(INDICACIONES) Retoma, por favor, el texto sobre los prejuicios en torno a la noción de cultura y continúalo a partir de su última oración.

══ EXTRACTO DE PÁGINA

La intención de estas palabras es advertir al lector sobre la cantidad de
prejuicios que rondan la materia que estamos analizando. La utilización de la
palabra cultura, con un uso tan restringido (como “opuesto a barbarie”), está
evidenciando el prejuicio de la cultura europea, acentuado durante los siglos
XVI al XIX fundamentalmente, que aplicó su significación sólo a ella misma. La
utilizó también como sinónimo de civilización. Paul Radin nos dice que en
ambientes científicos no es extraño encontrar los mismos prejuicios:
“La reacción del etnólogo no profesional o del lego...
es por lo común de irritada perplejidad, a la cual se asocia la sospecha de
que, al fin y al cabo, verosímilmente los pueblos primitivos están regidos por
una mentalidad inferior que les es inherente... En grado considerable, y a
menudo sin darse cuenta, el etnólogo cultivado formula juicios análogos al
esforzarse por valorar culturas primitivas”.
Es decir, la investigación ha
padecido estas interferencias ideológicas durante mucho tiempo. Pero puede
decirse, con satisfacción, que la última mitad de siglo ha avanzado de modo
significativo en estos temas y que, por lo tanto, hoy disponemos de una
cantidad enorme de material y bibliografía científica de alto valor, que avanza
significativamente. Sin embargo, por lo dicho en notas anteriores, estos prejuicios científicos tiñen las
investigaciones e impiden pensar esperanzadamente.

════
══ MATERIAL PROPORCIONADO

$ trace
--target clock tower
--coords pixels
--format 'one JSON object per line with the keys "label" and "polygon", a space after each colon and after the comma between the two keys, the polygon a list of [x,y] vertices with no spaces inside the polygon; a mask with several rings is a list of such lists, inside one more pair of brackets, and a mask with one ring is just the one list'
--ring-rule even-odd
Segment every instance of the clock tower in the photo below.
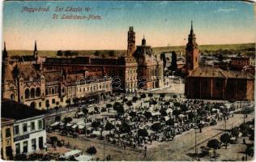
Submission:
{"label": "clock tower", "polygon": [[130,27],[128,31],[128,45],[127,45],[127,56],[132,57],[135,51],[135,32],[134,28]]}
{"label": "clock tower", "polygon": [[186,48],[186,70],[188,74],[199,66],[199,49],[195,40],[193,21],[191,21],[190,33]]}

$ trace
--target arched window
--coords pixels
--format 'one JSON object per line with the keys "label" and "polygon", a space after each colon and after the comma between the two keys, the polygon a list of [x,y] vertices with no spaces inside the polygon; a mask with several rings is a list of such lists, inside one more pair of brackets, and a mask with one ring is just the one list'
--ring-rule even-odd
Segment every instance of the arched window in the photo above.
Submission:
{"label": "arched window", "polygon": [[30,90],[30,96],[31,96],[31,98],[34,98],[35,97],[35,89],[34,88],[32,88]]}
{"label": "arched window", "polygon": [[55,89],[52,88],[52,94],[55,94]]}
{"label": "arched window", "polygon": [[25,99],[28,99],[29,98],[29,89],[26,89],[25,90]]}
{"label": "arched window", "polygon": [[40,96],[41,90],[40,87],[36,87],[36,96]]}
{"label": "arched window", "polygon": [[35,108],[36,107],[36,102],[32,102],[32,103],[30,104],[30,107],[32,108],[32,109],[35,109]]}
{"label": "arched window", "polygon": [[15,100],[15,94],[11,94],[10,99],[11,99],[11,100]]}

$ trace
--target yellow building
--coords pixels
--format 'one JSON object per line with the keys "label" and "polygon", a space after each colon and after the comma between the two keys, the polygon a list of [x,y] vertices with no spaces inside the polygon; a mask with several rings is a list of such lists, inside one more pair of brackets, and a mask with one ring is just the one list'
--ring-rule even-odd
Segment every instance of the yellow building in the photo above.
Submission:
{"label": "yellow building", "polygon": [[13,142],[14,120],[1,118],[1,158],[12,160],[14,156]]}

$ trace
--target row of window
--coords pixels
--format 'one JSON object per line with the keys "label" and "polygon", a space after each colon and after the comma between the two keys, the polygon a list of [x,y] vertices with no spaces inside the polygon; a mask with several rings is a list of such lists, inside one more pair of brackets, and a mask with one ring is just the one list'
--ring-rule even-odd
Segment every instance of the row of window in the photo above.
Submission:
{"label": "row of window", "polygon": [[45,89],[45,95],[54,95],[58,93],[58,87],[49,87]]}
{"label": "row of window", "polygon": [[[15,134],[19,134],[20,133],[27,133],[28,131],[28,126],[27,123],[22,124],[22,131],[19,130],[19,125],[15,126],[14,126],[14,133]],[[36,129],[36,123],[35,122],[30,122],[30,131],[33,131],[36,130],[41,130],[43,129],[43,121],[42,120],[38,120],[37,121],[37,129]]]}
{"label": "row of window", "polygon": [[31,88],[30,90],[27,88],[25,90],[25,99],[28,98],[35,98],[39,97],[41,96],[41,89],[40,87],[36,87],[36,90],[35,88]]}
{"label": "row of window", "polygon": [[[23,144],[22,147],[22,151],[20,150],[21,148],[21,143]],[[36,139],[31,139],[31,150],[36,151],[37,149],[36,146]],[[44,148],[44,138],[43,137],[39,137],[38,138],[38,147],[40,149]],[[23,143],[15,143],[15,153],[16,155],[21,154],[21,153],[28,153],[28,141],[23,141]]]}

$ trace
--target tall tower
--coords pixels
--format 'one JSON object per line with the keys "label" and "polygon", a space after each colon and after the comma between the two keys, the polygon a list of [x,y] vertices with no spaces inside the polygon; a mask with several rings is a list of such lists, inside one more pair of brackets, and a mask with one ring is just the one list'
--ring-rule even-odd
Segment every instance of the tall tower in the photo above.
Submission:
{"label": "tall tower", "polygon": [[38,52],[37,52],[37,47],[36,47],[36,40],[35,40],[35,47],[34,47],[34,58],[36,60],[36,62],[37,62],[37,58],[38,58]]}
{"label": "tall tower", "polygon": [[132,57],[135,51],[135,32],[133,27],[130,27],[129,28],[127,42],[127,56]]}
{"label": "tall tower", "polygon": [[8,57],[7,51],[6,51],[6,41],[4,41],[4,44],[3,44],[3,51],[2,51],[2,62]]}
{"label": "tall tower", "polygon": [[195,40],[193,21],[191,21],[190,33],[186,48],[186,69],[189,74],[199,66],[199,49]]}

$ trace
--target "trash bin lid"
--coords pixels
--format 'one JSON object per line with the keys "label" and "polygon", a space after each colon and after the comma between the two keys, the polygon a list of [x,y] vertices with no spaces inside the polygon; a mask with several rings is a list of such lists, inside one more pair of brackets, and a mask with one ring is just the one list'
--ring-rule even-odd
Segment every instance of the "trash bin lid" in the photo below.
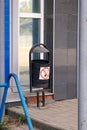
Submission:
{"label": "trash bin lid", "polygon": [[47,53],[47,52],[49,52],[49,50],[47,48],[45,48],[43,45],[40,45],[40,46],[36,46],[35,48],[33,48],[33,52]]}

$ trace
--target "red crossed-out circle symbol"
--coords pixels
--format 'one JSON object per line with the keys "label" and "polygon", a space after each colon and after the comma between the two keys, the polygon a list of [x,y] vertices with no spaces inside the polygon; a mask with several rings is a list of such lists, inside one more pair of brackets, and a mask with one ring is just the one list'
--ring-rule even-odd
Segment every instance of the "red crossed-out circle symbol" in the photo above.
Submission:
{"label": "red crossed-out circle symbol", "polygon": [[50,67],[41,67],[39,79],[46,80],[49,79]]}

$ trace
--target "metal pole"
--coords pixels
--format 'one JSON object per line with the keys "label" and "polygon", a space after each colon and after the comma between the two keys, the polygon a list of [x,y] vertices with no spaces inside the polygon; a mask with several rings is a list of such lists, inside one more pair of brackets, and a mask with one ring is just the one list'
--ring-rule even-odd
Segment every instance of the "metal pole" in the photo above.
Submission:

════

(RESULTADO)
De lo dicho hasta ahora,
podemos afirmar que la hipótesis del salvaje
primitivo ha quedado científicamente descartada. Esto nos remite a pensar
cuánto prejuicio encerraba esa hipótesis, prejuicio que permitió la
justificación de las conductas del hombre
de la modernidad europea. Si se podía sostener argumentativamente que el
hombre tiene un origen salvaje, en el
sentido de revelar conductas similares a las de los grandes felinos, por
ejemplo, la cultura se convertía en un esfuerzo, no siempre exitoso, para la
contención de esos impulsos instintivos.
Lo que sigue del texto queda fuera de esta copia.